Only the lines from the top of the data through the line containing "78L34 85L46 82L53" should be duplicated, exactly as they appear.

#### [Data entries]
[Start of Attachment]
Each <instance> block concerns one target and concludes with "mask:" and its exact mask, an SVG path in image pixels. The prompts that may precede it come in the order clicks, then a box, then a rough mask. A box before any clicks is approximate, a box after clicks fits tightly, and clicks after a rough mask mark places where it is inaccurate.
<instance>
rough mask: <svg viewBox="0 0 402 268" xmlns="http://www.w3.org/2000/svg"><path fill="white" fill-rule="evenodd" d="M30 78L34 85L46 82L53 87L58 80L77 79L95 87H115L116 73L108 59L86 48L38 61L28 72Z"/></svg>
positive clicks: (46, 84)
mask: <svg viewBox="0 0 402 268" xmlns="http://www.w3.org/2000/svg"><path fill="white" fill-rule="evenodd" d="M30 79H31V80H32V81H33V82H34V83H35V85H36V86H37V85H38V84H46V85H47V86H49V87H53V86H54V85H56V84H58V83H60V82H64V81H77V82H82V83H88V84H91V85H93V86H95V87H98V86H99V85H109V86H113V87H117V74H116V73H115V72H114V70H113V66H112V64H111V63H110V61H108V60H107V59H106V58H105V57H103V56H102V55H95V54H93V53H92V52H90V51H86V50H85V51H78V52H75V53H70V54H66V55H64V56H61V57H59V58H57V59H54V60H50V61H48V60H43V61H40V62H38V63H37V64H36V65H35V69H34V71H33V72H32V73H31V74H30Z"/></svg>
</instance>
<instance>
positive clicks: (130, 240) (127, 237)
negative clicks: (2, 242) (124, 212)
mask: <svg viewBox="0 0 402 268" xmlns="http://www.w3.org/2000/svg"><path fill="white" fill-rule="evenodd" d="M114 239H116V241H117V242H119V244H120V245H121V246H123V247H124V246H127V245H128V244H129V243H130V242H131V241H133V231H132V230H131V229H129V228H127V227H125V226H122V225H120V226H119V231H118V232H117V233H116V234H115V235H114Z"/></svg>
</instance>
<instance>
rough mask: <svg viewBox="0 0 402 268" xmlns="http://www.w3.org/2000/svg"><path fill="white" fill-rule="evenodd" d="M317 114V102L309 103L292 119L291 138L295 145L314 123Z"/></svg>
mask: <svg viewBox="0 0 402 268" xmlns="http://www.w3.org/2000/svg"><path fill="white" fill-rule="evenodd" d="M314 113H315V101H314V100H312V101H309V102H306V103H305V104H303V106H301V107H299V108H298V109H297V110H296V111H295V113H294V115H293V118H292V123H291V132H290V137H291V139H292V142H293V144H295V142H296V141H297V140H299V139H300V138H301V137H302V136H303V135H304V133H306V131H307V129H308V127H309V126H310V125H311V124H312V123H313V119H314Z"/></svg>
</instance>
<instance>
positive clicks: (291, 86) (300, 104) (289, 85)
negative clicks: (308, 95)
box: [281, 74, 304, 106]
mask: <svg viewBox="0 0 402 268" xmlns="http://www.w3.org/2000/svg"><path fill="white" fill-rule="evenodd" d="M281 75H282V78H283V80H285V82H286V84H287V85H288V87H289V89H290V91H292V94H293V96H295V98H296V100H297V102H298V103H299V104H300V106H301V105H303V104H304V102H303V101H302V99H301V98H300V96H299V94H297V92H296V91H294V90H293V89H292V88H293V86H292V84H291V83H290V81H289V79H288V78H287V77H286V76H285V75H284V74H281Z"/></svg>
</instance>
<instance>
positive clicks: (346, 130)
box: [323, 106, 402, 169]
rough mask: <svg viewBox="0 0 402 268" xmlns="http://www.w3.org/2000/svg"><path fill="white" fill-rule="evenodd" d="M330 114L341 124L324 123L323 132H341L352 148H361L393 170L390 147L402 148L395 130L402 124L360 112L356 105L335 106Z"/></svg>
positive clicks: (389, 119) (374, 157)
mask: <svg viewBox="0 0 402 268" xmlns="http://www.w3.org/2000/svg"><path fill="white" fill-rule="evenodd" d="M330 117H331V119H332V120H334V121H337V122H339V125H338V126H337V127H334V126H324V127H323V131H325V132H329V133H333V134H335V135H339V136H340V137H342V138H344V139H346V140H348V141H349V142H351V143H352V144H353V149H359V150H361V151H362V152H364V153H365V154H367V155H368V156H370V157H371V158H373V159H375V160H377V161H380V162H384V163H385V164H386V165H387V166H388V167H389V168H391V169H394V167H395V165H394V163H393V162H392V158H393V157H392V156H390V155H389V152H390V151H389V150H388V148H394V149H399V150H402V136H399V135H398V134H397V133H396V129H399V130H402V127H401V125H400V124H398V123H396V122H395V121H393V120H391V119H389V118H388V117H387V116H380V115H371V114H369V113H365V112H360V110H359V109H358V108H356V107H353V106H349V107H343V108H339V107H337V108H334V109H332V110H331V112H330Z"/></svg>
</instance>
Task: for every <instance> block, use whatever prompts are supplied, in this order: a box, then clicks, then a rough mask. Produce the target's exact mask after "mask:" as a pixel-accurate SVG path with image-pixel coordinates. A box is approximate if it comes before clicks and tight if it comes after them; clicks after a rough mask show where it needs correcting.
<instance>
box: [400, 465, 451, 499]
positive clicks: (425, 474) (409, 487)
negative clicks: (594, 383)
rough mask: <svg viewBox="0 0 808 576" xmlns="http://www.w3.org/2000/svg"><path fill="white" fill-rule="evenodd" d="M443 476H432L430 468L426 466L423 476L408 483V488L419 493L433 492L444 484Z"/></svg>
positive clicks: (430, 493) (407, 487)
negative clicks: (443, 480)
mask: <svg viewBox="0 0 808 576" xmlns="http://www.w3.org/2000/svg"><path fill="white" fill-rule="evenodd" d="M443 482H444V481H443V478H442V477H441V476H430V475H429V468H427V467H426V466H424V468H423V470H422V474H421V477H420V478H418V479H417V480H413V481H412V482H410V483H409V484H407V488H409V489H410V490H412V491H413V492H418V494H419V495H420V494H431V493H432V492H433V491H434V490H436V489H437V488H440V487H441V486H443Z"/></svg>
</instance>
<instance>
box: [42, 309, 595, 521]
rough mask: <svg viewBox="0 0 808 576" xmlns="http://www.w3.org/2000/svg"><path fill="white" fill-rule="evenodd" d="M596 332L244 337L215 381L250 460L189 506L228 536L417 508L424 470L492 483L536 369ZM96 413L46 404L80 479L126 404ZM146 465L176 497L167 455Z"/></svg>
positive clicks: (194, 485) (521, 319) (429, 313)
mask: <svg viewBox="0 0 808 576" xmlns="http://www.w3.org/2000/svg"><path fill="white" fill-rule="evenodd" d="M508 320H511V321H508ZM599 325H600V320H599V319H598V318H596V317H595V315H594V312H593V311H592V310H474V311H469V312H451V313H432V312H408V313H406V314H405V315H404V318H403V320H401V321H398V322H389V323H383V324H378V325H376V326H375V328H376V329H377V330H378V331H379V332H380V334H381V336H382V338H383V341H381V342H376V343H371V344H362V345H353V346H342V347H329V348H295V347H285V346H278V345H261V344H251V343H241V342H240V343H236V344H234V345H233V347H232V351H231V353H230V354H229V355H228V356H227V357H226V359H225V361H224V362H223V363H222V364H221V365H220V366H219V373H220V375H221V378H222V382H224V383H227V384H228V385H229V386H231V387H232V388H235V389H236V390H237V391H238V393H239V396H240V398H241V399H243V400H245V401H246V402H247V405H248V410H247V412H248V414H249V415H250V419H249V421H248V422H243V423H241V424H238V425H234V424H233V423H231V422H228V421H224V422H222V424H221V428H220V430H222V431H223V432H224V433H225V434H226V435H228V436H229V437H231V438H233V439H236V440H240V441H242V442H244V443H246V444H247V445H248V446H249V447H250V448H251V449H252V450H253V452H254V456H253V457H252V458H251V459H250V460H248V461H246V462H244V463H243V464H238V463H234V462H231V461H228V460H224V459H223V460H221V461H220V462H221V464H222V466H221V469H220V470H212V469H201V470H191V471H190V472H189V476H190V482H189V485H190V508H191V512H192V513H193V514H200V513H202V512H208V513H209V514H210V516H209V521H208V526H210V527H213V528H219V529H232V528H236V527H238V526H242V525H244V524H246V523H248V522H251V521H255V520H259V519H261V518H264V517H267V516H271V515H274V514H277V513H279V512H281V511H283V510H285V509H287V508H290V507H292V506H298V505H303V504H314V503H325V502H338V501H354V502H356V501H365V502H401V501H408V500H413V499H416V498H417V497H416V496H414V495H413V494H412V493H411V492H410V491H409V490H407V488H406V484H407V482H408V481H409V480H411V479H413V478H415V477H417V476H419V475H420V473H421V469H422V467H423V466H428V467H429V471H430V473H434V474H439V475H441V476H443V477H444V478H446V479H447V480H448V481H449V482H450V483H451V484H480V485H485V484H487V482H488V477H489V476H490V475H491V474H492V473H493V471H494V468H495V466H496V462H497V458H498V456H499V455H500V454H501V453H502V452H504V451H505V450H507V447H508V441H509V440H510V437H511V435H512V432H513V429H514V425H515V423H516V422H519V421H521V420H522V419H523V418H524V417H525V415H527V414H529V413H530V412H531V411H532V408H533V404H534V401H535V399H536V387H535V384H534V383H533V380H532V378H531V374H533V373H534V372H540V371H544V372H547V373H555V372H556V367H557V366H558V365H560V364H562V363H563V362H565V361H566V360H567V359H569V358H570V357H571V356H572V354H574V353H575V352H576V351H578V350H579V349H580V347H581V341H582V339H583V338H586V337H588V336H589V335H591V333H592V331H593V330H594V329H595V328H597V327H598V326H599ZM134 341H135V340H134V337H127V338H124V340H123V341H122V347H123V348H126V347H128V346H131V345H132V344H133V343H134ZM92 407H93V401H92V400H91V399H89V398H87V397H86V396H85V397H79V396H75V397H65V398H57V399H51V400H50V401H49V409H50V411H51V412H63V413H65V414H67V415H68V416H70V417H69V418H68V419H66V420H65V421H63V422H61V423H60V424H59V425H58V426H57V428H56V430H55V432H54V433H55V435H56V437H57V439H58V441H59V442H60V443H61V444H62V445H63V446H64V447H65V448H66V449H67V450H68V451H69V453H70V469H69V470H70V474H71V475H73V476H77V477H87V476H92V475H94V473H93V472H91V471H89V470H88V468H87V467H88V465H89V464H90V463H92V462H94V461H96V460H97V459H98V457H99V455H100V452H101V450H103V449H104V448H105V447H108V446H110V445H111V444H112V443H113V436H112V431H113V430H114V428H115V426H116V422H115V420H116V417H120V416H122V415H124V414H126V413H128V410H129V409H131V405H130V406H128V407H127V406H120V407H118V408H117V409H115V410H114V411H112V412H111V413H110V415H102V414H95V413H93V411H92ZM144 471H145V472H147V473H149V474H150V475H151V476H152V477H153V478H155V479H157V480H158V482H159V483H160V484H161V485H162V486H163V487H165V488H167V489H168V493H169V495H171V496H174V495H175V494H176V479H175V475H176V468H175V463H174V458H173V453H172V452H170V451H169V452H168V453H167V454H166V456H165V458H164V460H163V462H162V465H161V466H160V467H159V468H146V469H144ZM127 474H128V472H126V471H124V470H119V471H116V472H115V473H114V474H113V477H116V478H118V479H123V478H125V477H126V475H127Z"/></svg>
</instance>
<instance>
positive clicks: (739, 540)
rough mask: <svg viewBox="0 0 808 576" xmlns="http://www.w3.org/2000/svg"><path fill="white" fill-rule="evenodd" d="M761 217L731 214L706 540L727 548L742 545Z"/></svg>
[End of Attachment]
#### [Exercise solution]
Each <instance> block concerns one target and concludes with "mask:" and its exact mask, an SVG path in image pixels. The prompts that may precede it come in the order clicks, then a box, then a rough mask. A box before any clicks is approximate, a box after clicks fits tightly, and clicks after a rough mask mark places where it is inaccurate.
<instance>
rough mask: <svg viewBox="0 0 402 268" xmlns="http://www.w3.org/2000/svg"><path fill="white" fill-rule="evenodd" d="M30 78L34 85L46 82L53 87L58 80L77 79L95 87H115L116 73L108 59L86 48L38 61L28 72Z"/></svg>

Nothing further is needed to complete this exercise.